**What you need to do:** Copy out the rows below from their first line up to and including the line with "[[169, 132]]", and leave the pictures out of your copy.
::::
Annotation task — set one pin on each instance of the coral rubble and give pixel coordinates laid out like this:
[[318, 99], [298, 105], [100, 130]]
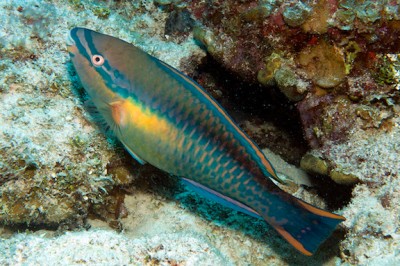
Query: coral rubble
[[336, 62]]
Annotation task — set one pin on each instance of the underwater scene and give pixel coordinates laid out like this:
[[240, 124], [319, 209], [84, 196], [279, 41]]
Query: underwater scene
[[169, 132]]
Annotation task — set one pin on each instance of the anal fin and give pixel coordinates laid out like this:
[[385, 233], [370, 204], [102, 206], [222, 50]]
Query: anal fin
[[221, 199]]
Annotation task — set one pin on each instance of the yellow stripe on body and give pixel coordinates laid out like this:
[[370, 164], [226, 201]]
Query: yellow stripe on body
[[127, 111]]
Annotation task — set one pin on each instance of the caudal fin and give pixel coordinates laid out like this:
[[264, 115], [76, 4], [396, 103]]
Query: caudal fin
[[307, 226]]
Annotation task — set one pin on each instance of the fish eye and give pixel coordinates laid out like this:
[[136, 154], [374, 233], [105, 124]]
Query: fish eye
[[97, 60]]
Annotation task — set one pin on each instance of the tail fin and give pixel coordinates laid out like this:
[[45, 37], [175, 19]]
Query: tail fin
[[307, 226]]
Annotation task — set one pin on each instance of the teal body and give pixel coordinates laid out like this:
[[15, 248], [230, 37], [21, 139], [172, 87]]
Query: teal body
[[166, 119]]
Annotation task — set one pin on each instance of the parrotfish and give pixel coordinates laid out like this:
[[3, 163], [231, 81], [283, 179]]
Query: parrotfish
[[163, 117]]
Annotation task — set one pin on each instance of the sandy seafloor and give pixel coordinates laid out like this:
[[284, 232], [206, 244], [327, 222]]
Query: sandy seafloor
[[160, 230]]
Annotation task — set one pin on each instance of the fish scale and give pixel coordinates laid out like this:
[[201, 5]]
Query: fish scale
[[166, 119]]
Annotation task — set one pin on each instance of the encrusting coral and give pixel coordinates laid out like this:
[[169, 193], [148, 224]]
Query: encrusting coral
[[337, 63]]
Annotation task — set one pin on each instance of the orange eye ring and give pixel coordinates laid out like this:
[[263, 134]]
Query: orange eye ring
[[97, 60]]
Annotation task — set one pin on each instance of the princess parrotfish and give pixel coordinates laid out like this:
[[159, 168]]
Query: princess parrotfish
[[166, 119]]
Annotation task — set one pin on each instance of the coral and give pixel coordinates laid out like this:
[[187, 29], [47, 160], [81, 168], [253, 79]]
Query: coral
[[336, 61], [56, 166], [323, 64], [178, 22], [296, 14]]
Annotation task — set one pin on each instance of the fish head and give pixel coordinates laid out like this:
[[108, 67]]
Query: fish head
[[100, 62]]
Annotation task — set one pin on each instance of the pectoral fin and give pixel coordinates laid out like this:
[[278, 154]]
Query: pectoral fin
[[134, 155]]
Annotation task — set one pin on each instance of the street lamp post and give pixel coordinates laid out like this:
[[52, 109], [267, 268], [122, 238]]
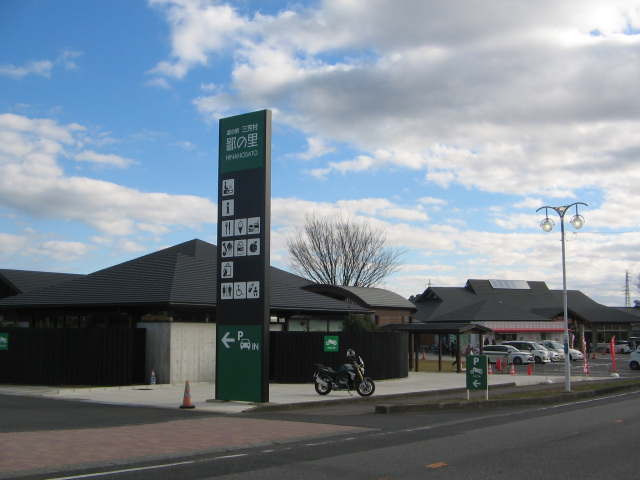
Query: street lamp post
[[547, 225]]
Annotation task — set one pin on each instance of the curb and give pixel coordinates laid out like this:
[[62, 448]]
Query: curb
[[270, 407], [482, 404]]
::::
**Expected answer:**
Annotation task — set one pin on each instance of the coral rubble and give pixel coordinates laid out like this:
[[318, 99], [298, 105], [100, 130]]
Query: coral rubble
[[336, 62]]
Annotation task — set one pin on each instance of the underwater scene and give pixel coordinates laid out like this:
[[240, 124], [319, 209], [84, 196], [279, 41]]
Query: underwater scene
[[169, 132]]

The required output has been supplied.